- _Directive_:
Set each record down exactly, excluding all images.

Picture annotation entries
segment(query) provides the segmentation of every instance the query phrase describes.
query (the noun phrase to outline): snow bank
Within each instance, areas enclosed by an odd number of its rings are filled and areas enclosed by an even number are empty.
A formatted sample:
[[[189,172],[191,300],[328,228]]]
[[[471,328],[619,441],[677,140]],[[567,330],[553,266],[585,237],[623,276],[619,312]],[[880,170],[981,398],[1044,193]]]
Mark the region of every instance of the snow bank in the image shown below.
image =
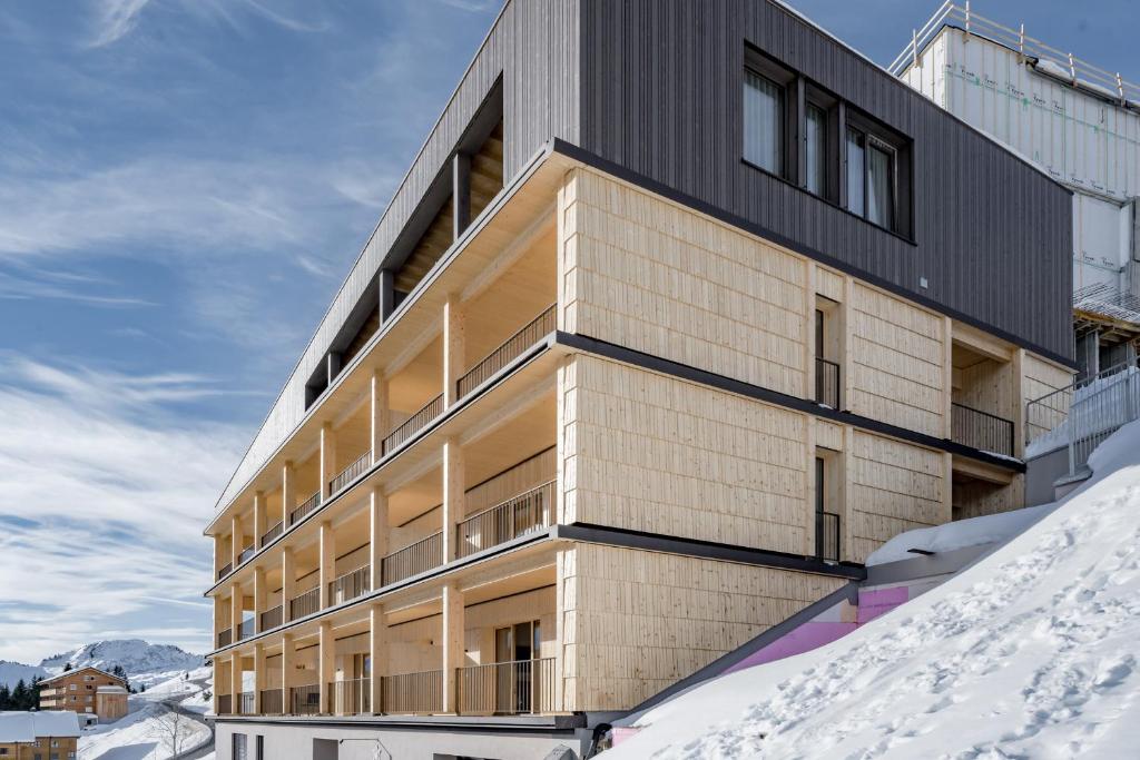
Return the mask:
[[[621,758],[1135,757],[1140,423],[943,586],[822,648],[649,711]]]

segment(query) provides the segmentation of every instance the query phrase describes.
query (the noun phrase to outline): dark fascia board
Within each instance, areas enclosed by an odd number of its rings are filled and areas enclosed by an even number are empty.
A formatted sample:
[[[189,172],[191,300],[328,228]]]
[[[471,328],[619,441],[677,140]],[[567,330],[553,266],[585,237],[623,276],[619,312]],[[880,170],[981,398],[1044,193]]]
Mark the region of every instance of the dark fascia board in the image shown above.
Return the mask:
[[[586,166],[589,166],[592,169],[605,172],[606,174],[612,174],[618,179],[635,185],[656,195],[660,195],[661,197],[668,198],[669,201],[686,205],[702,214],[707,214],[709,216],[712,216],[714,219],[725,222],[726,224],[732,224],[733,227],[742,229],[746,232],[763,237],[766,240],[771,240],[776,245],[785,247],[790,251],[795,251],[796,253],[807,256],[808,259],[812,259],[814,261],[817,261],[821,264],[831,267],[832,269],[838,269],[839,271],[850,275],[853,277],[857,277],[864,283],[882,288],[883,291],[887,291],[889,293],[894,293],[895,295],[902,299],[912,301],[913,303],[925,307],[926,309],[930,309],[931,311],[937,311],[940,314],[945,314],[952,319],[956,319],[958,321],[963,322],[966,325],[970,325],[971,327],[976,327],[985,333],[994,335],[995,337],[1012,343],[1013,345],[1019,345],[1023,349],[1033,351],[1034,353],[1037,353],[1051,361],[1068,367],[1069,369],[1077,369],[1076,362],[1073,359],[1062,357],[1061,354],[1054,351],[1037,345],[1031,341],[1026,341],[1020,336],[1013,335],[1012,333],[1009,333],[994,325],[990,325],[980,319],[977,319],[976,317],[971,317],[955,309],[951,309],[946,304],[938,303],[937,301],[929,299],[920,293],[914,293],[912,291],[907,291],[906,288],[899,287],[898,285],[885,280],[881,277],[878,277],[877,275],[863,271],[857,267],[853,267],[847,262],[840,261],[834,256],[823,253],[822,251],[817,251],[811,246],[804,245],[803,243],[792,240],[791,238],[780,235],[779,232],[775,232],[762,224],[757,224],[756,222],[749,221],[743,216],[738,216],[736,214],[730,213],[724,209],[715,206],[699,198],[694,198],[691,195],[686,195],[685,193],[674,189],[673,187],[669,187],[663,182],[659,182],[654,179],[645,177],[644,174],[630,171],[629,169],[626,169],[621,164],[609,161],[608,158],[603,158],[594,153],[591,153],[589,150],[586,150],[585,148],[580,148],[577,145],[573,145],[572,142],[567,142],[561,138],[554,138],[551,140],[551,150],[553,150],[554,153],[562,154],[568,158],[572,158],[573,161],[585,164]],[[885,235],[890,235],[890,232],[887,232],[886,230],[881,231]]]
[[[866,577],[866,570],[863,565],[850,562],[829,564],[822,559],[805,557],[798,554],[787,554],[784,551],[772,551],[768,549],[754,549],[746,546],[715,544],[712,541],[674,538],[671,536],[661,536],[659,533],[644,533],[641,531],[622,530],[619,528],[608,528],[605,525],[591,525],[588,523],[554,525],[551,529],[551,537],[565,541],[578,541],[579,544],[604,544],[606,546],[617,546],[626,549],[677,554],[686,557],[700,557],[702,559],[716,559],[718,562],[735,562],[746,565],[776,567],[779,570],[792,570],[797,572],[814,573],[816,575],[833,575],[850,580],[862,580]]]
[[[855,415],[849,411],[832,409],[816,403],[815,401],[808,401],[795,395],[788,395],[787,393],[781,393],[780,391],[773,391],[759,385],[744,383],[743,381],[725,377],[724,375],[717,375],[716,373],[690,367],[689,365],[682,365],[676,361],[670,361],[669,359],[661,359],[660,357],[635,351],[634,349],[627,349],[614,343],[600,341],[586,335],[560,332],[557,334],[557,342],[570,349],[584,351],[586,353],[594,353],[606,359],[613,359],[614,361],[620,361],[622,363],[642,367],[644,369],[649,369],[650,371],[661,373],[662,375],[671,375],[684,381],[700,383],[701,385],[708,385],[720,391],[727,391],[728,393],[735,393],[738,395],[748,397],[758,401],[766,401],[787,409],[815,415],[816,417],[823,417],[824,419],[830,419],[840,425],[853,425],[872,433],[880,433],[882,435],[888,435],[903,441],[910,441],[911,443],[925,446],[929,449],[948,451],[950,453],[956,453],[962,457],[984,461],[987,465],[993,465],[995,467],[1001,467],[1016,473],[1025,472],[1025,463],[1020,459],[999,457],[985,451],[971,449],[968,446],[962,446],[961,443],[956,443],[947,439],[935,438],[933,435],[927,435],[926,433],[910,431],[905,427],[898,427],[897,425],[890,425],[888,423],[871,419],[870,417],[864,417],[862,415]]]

- _Worked solution_:
segment(query) provides the segmentation of every instance the query phrase describes.
query (the noun phrase to outline): snow bank
Within each instance, areas enclosed by an odd number of its rings are filled and areas enclosed by an even number are empty.
A formatted sample:
[[[189,172],[191,300],[328,228]]]
[[[471,328],[619,441],[677,140]],[[567,330],[553,266],[585,237],[623,276],[619,312]],[[880,170],[981,398],[1044,193]]]
Mark the region of every instance of the snow bank in the image shown below.
image =
Return the mask:
[[[621,758],[1135,757],[1140,423],[943,586],[822,648],[649,711]]]

segment(query) provides the segmentation of every instance the query phrase describes.
query (the noun phrase to outline): dark fascia board
Within each instance, areas enclosed by an odd number of its rings are filled and areas enclosed by an even number are empty.
A formatted sample:
[[[189,172],[191,300],[328,228]]]
[[[471,328],[619,441],[677,140]],[[567,330],[553,266],[585,237],[623,276],[619,312]],[[880,170],[981,398],[1044,193]]]
Mark the region of every instance of the dark fascia board in the image shown above.
Return the mask:
[[[586,166],[589,166],[592,169],[605,172],[606,174],[612,174],[618,179],[635,185],[656,195],[660,195],[661,197],[668,198],[669,201],[686,205],[702,214],[707,214],[709,216],[712,216],[714,219],[725,222],[726,224],[732,224],[733,227],[742,229],[746,232],[763,237],[766,240],[771,240],[776,245],[785,247],[790,251],[795,251],[796,253],[807,256],[808,259],[812,259],[814,261],[817,261],[821,264],[831,267],[832,269],[838,269],[839,271],[850,275],[853,277],[857,277],[864,283],[882,288],[883,291],[887,291],[889,293],[894,293],[895,295],[902,299],[912,301],[913,303],[925,307],[926,309],[930,309],[931,311],[937,311],[940,314],[945,314],[952,319],[956,319],[958,321],[963,322],[966,325],[970,325],[971,327],[976,327],[985,333],[994,335],[995,337],[1012,343],[1013,345],[1019,345],[1023,349],[1033,351],[1034,353],[1037,353],[1051,361],[1068,367],[1069,369],[1077,369],[1076,362],[1073,359],[1062,357],[1061,354],[1054,351],[1037,345],[1031,341],[1026,341],[1020,336],[1013,335],[1012,333],[1009,333],[994,325],[990,325],[980,319],[977,319],[976,317],[971,317],[955,309],[951,309],[946,304],[938,303],[937,301],[929,299],[920,293],[914,293],[912,291],[907,291],[906,288],[899,287],[898,285],[885,280],[881,277],[878,277],[877,275],[863,271],[857,267],[853,267],[847,262],[840,261],[834,256],[823,253],[822,251],[817,251],[811,246],[804,245],[803,243],[792,240],[791,238],[780,235],[779,232],[775,232],[762,224],[757,224],[756,222],[749,221],[743,216],[738,216],[736,214],[730,213],[724,209],[715,206],[699,198],[694,198],[691,195],[686,195],[685,193],[674,189],[673,187],[669,187],[663,182],[659,182],[654,179],[645,177],[644,174],[630,171],[629,169],[626,169],[621,164],[609,161],[608,158],[603,158],[594,153],[591,153],[589,150],[586,150],[585,148],[580,148],[577,145],[573,145],[572,142],[567,142],[561,138],[554,138],[551,140],[551,150],[553,150],[554,153],[562,154],[568,158],[572,158],[573,161],[585,164]],[[885,235],[890,235],[890,232],[887,232],[886,230],[881,231]]]
[[[866,577],[866,570],[863,565],[850,562],[829,564],[822,559],[805,557],[798,554],[787,554],[784,551],[772,551],[768,549],[754,549],[746,546],[715,544],[712,541],[674,538],[671,536],[661,536],[659,533],[644,533],[641,531],[622,530],[619,528],[608,528],[605,525],[591,525],[588,523],[554,525],[551,529],[551,537],[565,541],[578,541],[579,544],[604,544],[606,546],[617,546],[626,549],[677,554],[686,557],[700,557],[702,559],[716,559],[718,562],[735,562],[746,565],[776,567],[779,570],[792,570],[797,572],[814,573],[816,575],[833,575],[850,580],[862,580]]]
[[[855,415],[849,411],[832,409],[816,403],[815,401],[808,401],[795,395],[788,395],[787,393],[781,393],[780,391],[773,391],[759,385],[744,383],[743,381],[725,377],[724,375],[717,375],[716,373],[690,367],[689,365],[682,365],[676,361],[670,361],[669,359],[661,359],[660,357],[635,351],[634,349],[627,349],[614,343],[600,341],[586,335],[560,332],[557,334],[557,342],[570,349],[584,351],[586,353],[594,353],[606,359],[613,359],[614,361],[620,361],[622,363],[642,367],[644,369],[649,369],[650,371],[661,373],[662,375],[671,375],[684,381],[700,383],[701,385],[708,385],[720,391],[727,391],[728,393],[735,393],[738,395],[748,397],[758,401],[766,401],[787,409],[815,415],[816,417],[823,417],[824,419],[830,419],[840,425],[853,425],[872,433],[880,433],[882,435],[888,435],[903,441],[910,441],[911,443],[925,446],[929,449],[948,451],[950,453],[956,453],[962,457],[984,461],[987,465],[993,465],[995,467],[1001,467],[1016,473],[1025,472],[1025,463],[1020,459],[999,457],[985,451],[971,449],[968,446],[962,446],[961,443],[956,443],[947,439],[935,438],[933,435],[927,435],[926,433],[910,431],[905,427],[898,427],[897,425],[890,425],[888,423],[871,419],[870,417],[864,417],[862,415]]]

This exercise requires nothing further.